[Required action] Set down the records exactly as they stand, except for any pictures, which you should omit.

(Items from a data source)
========================
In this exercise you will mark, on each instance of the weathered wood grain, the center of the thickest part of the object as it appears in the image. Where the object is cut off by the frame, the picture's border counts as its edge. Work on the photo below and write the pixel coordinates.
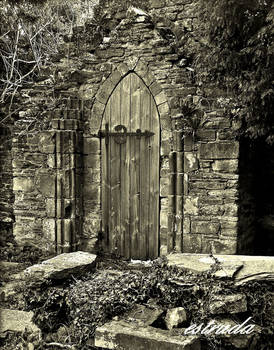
(130, 172)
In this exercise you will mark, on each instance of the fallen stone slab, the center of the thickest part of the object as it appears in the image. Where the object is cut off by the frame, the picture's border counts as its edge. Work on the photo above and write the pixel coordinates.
(242, 268)
(16, 321)
(120, 335)
(61, 266)
(143, 315)
(175, 317)
(233, 304)
(199, 263)
(239, 341)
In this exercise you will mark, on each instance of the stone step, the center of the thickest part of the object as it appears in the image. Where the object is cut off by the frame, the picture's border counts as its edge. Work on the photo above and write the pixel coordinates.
(122, 334)
(61, 267)
(17, 321)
========================
[Task answer]
In this exercise you will mark, on each instance of the weathered wood grain, the center of the thickest part of the object as it appears in the image. Where the object is cut off by the frame, the picture's border counts as its edge. Work on the photo below and write the pixel coordinates.
(130, 172)
In this exercise you will mark, on each instance of the fallen stone slab, the center of the thickest part of the object as it appears in the image. Where the object is cut off by the frame, the picture's border counts as its edge. Work on the photo above and write the pixel coordinates.
(242, 268)
(16, 321)
(120, 335)
(61, 266)
(143, 315)
(175, 317)
(233, 304)
(199, 263)
(239, 341)
In this exercise you will mark, on each instance of the stone step, the center of the thickest part of the object as it appears in the image. Where the object is cut off by the frame, the picture's border counts as its edge. Work on the photo above and write the pixel coordinates.
(122, 334)
(61, 267)
(17, 321)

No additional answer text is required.